__EXERCISE DETAILS__: Report each line of the entries that contains the word "glass", copied in full.

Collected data
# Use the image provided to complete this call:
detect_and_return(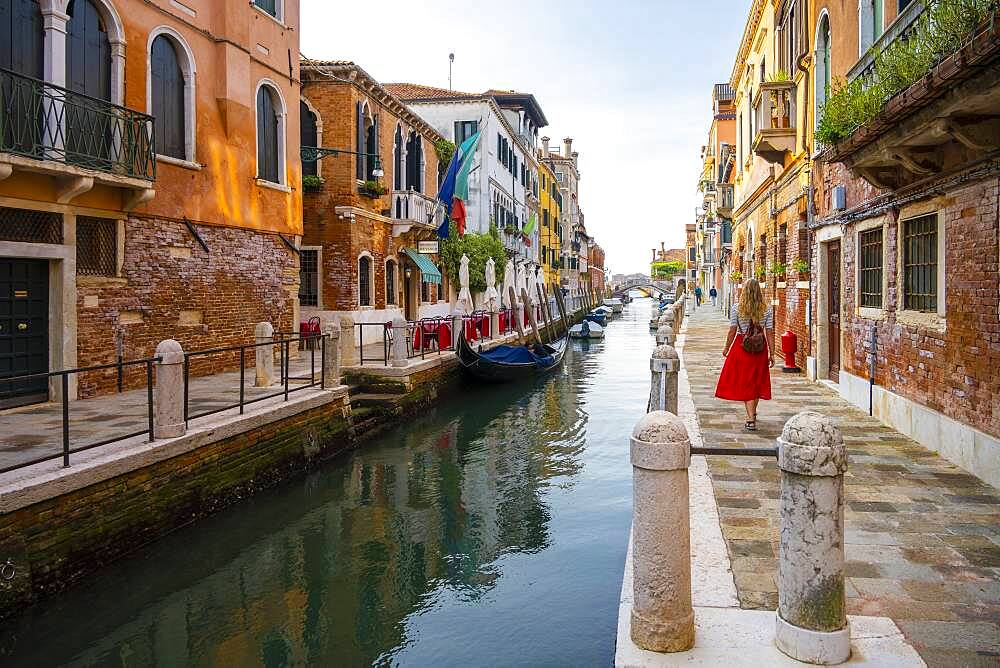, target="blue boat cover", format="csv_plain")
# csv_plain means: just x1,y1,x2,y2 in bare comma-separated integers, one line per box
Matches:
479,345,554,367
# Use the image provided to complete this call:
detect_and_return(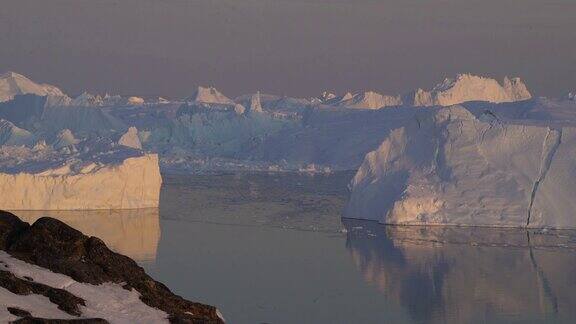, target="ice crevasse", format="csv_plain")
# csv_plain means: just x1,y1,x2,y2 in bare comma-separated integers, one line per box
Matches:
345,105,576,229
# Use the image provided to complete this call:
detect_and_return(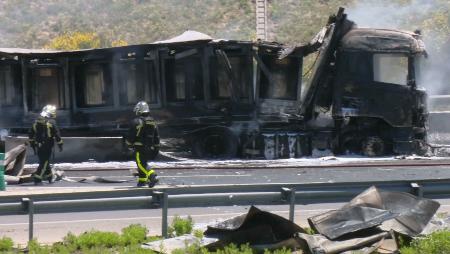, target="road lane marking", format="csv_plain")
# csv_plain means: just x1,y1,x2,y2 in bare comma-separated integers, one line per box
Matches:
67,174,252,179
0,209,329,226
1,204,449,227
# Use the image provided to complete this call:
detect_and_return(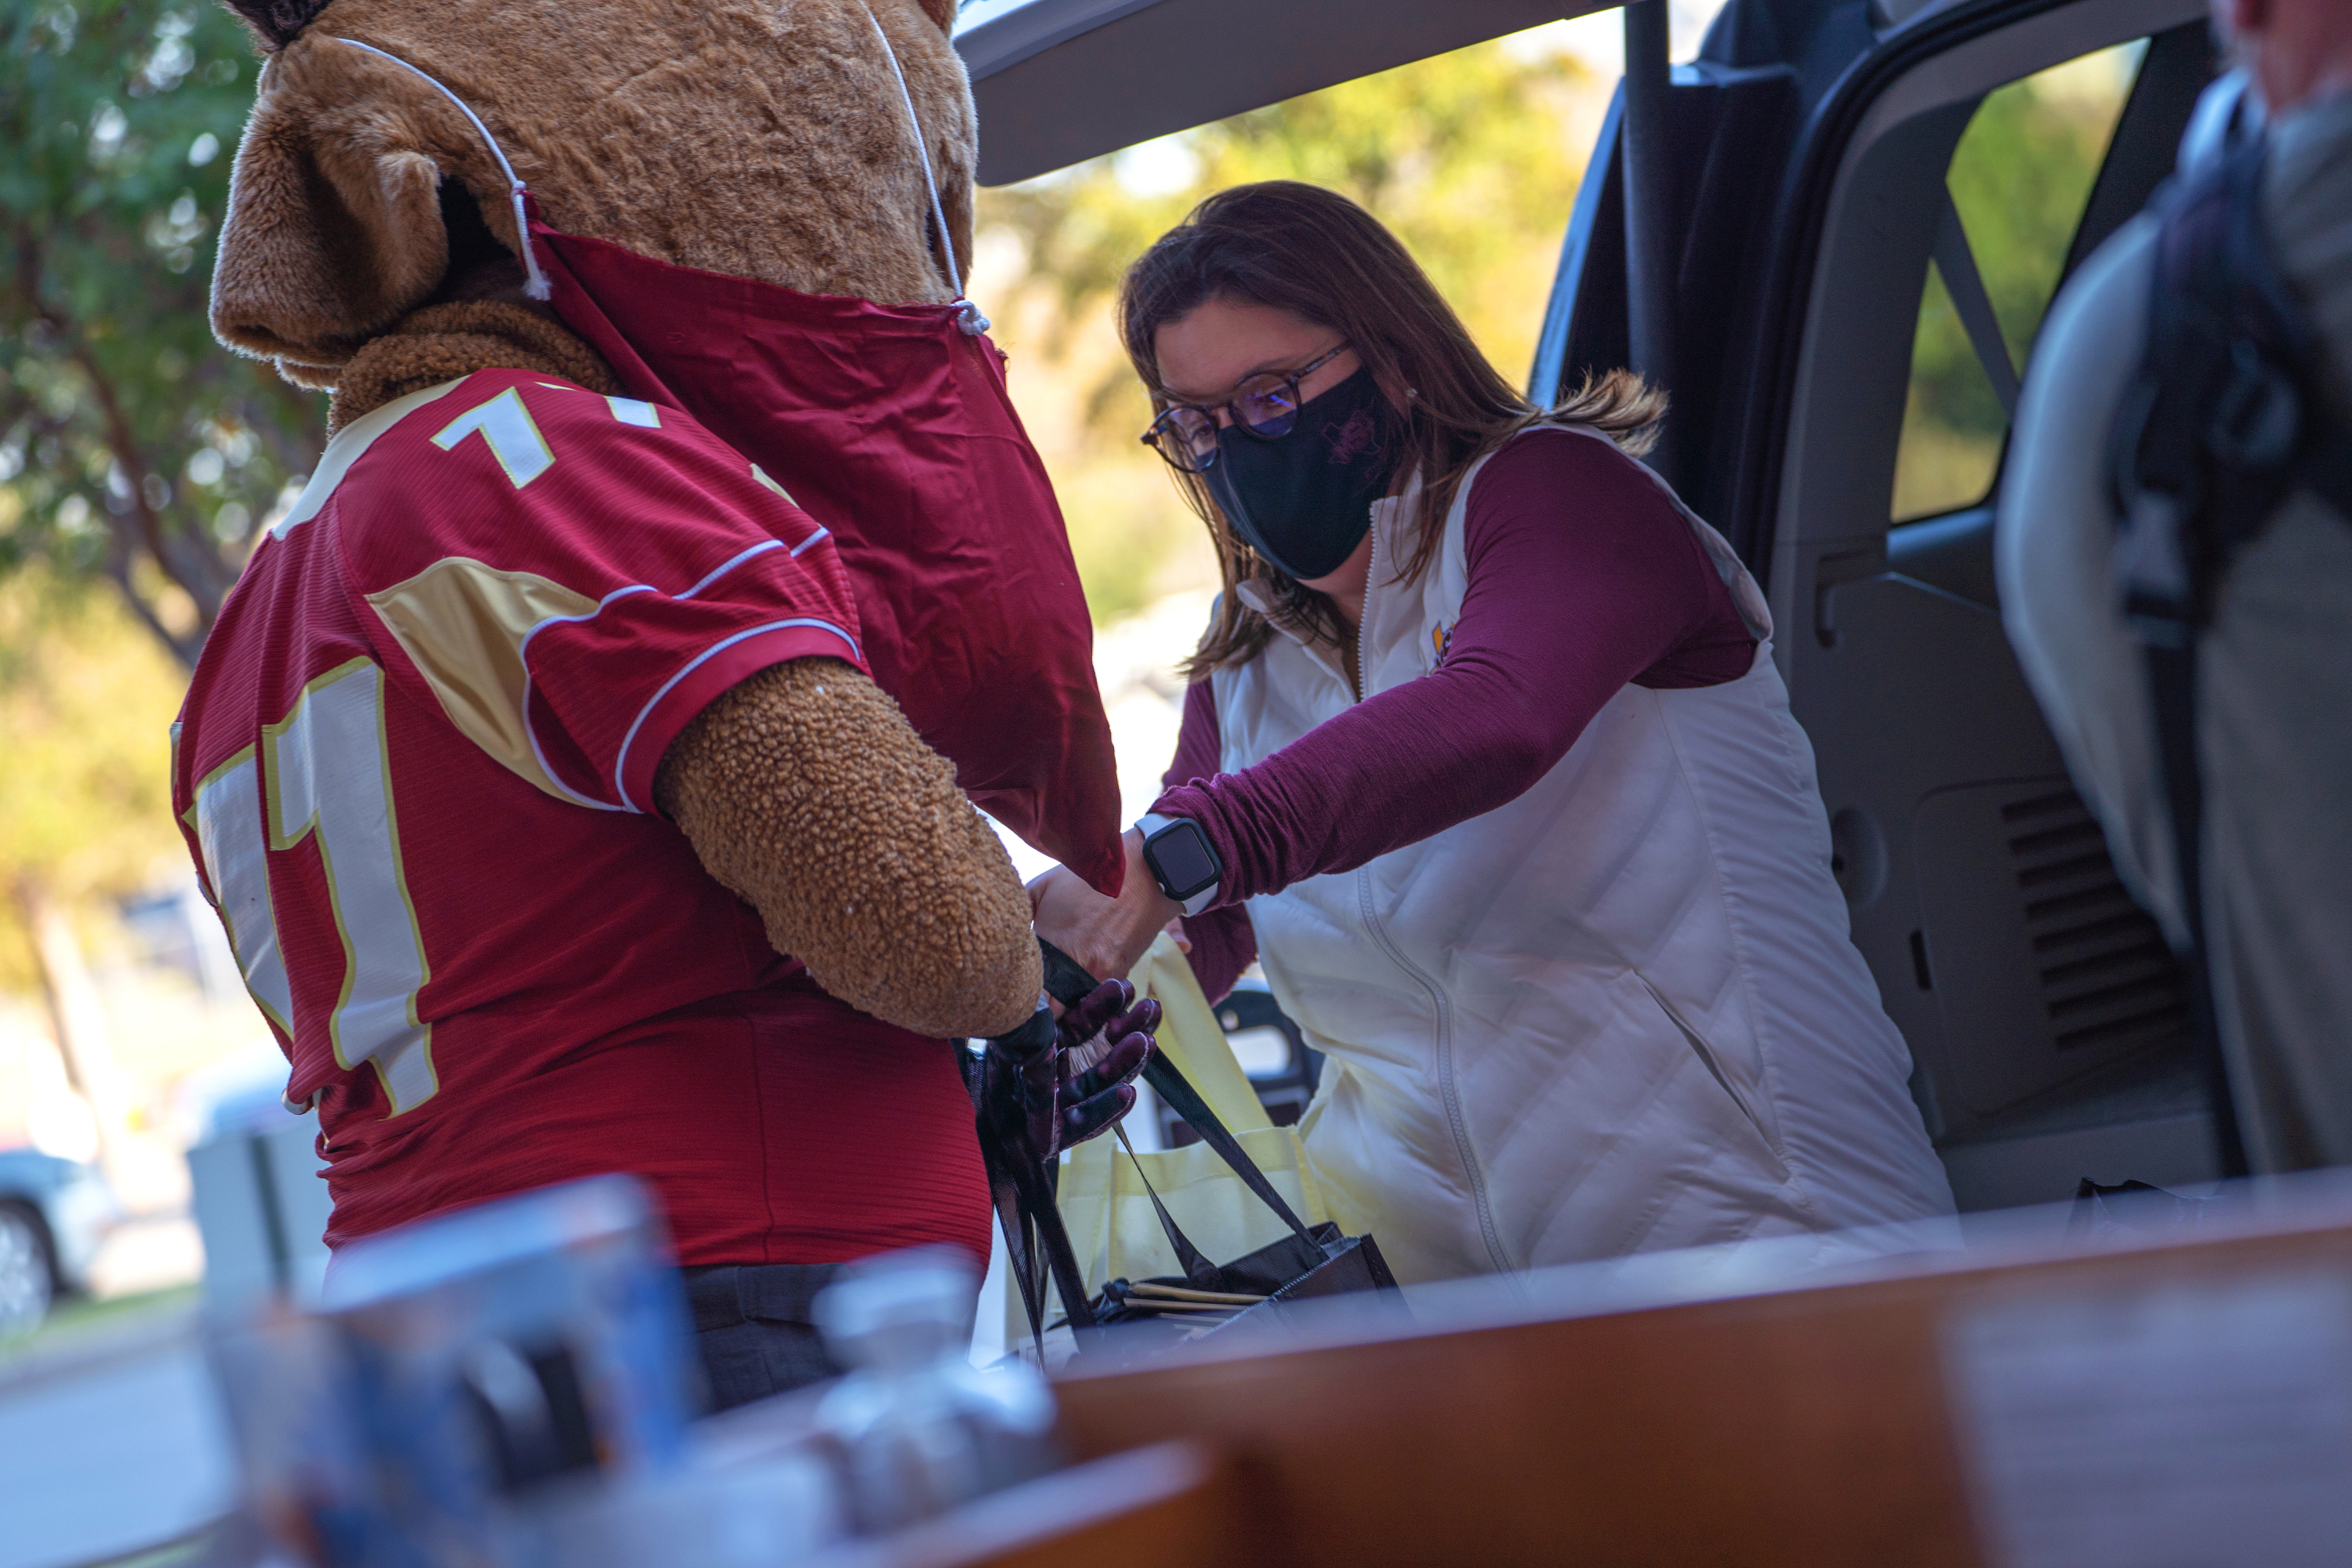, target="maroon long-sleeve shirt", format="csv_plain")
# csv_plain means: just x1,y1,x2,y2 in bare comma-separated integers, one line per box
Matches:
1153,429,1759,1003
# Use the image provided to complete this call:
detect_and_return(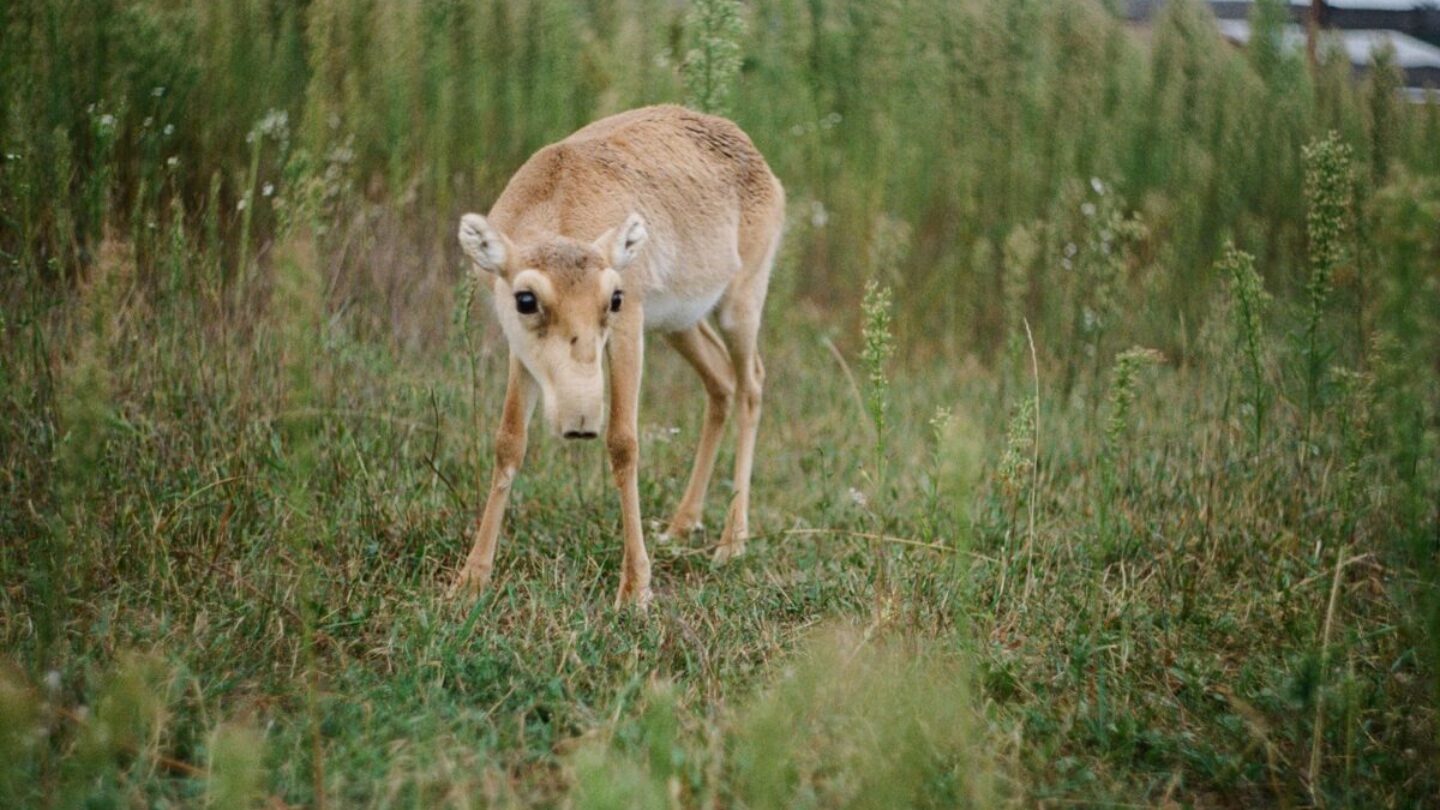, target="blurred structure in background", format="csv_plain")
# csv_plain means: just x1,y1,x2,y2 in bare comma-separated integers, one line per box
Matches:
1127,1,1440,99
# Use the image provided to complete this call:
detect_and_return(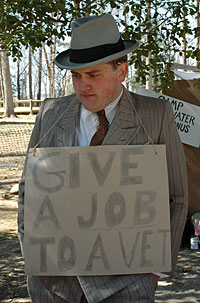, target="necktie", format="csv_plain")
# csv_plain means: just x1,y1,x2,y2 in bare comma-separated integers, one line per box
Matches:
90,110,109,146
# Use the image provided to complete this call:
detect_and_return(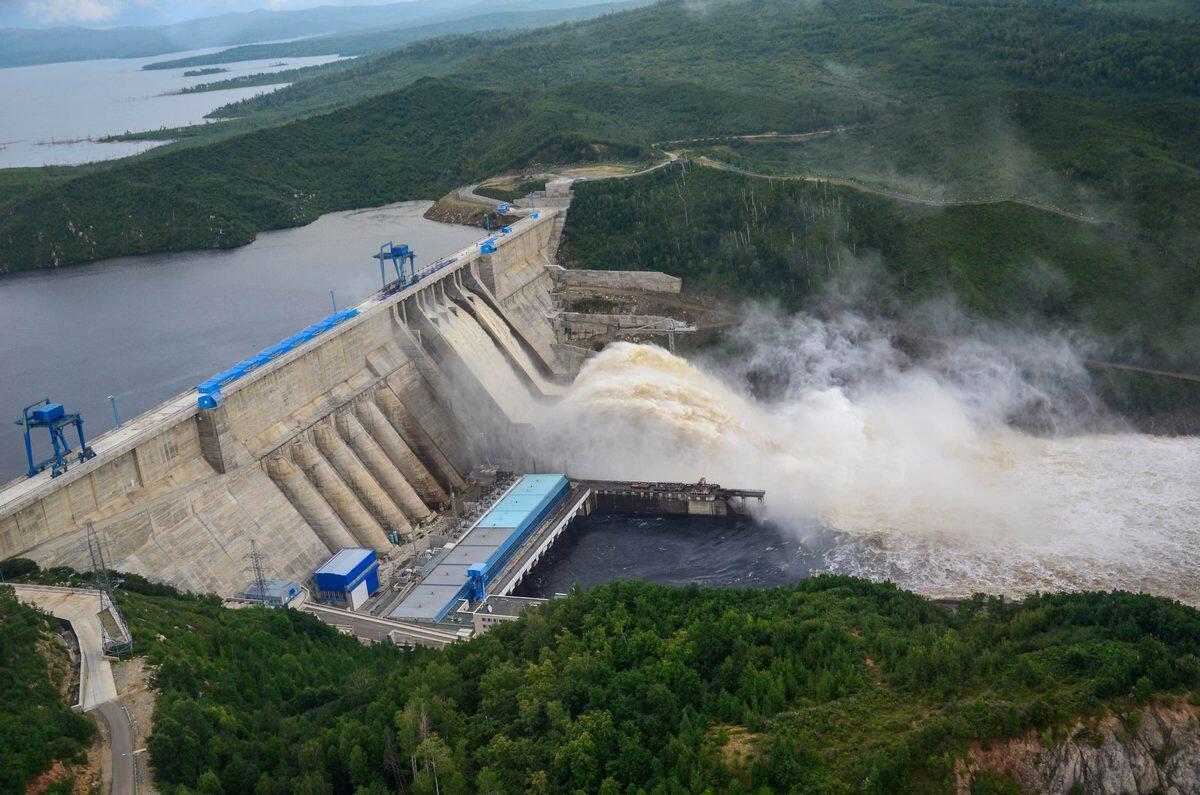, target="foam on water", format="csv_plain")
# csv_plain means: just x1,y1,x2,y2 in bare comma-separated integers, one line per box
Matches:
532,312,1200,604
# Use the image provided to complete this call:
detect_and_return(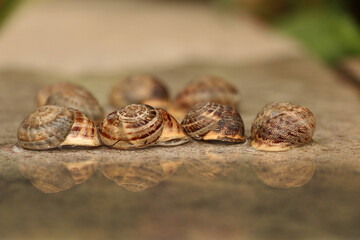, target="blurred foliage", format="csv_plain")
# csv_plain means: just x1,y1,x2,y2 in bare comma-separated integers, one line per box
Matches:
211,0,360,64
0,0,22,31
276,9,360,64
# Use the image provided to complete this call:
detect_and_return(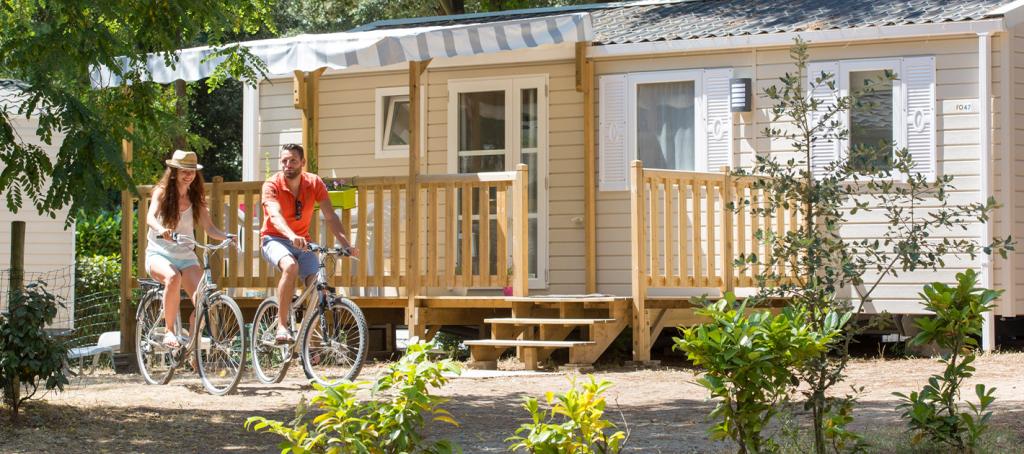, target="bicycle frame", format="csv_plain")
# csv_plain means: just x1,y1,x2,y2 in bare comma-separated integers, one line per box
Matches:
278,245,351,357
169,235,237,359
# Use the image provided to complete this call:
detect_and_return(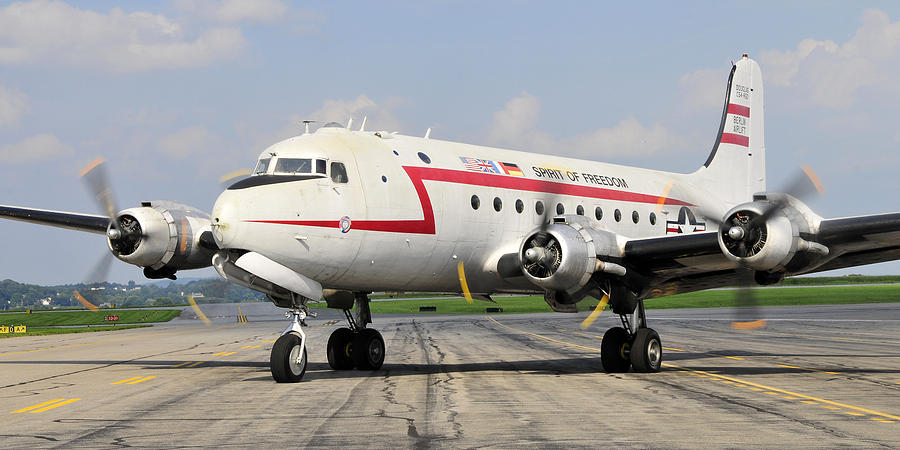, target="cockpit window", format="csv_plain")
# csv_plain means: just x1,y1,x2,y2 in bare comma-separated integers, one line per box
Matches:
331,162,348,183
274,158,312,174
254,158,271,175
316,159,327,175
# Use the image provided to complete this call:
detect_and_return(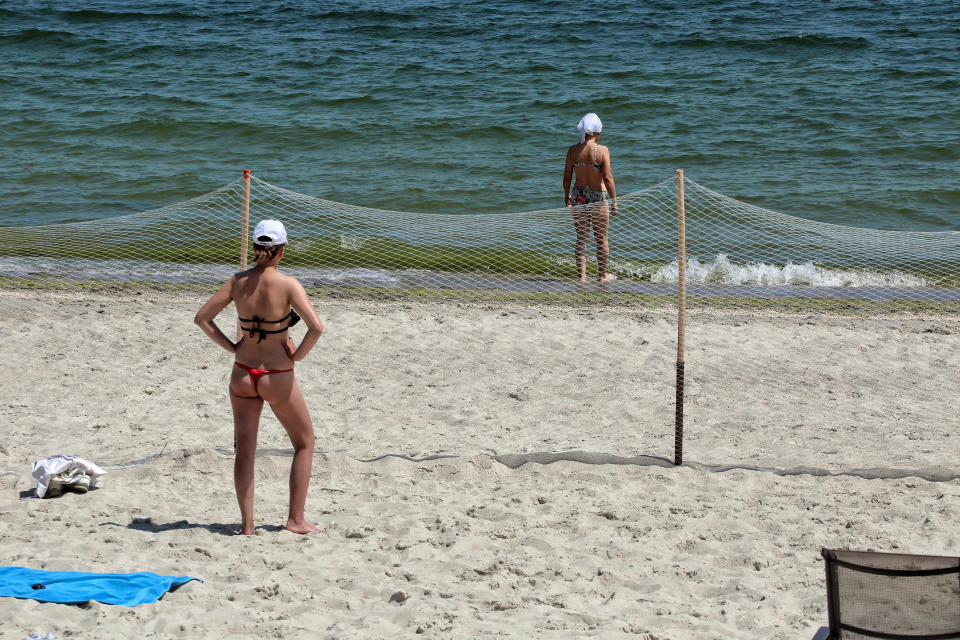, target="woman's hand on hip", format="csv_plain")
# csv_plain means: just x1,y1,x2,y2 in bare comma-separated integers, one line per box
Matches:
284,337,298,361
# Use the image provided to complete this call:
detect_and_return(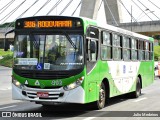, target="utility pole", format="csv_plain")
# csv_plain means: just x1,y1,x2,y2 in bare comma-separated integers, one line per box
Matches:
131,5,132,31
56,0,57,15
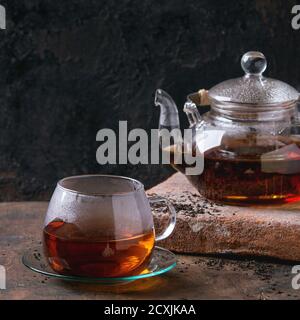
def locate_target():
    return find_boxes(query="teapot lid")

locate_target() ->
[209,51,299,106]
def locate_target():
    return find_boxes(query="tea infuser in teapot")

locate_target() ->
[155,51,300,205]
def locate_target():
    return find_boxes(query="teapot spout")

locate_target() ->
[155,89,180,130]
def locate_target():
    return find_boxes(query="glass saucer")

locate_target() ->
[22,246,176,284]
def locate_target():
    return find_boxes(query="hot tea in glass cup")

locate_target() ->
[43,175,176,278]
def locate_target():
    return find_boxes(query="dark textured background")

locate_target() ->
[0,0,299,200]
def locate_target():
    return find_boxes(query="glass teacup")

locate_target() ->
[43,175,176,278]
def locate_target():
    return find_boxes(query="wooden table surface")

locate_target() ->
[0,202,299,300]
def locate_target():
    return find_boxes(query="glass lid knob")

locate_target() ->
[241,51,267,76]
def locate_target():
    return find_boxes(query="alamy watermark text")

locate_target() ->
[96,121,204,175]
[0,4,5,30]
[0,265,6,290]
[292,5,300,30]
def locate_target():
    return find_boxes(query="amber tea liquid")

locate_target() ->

__SOLUTION TO THIS TASK__:
    return find_boxes(query="glass saucer")
    return find_boxes(query="hot tea in glass cup")
    return find_boxes(query="glass teacup")
    return find_boxes(query="glass lid knob")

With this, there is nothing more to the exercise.